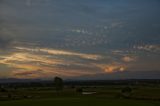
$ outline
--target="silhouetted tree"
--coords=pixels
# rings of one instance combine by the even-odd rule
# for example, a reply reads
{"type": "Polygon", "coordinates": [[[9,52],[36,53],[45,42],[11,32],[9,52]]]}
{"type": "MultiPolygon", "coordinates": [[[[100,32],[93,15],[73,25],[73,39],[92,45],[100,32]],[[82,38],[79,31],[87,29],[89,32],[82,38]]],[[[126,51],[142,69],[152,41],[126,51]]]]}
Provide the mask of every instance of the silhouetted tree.
{"type": "Polygon", "coordinates": [[[121,93],[124,97],[129,97],[131,95],[132,89],[130,87],[125,87],[121,90],[121,93]]]}
{"type": "Polygon", "coordinates": [[[77,89],[76,89],[76,92],[77,92],[77,93],[82,93],[82,92],[83,92],[83,89],[82,89],[82,88],[77,88],[77,89]]]}
{"type": "Polygon", "coordinates": [[[54,85],[55,85],[56,91],[63,90],[63,79],[60,77],[55,77],[54,78],[54,85]]]}

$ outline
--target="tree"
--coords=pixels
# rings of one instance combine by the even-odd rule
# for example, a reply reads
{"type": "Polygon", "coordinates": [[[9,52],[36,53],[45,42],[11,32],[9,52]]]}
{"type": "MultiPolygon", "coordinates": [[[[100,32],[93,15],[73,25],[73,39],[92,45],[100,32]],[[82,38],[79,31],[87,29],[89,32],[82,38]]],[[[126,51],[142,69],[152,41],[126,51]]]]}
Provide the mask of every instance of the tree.
{"type": "Polygon", "coordinates": [[[60,77],[55,77],[54,78],[54,85],[55,85],[56,91],[63,90],[63,79],[60,77]]]}
{"type": "Polygon", "coordinates": [[[121,92],[124,97],[128,98],[131,95],[132,89],[130,87],[125,87],[121,90],[121,92]]]}

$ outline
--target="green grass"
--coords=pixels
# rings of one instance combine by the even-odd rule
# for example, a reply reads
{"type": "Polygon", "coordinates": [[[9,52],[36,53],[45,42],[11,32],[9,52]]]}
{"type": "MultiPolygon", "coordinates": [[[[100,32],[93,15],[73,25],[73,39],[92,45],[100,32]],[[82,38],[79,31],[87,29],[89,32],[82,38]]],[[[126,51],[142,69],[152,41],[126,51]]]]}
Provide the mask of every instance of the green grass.
{"type": "Polygon", "coordinates": [[[0,106],[160,106],[160,102],[104,98],[54,98],[3,101],[0,106]]]}
{"type": "Polygon", "coordinates": [[[160,87],[133,86],[130,99],[120,96],[124,86],[89,87],[84,91],[96,91],[93,95],[82,95],[75,89],[65,88],[57,92],[53,88],[10,89],[0,92],[0,106],[160,106],[160,87]],[[3,98],[11,94],[12,98],[3,98]],[[31,98],[24,98],[24,95],[31,98]],[[14,100],[18,97],[17,100],[14,100]],[[4,100],[6,101],[4,101],[4,100]],[[138,99],[138,100],[137,100],[138,99]]]}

DO THIS: Return every line of the items above that contains the string "grass", matching case exactly.

TASK RESPONSE:
--target="green grass"
Provide the mask of every instance of the green grass.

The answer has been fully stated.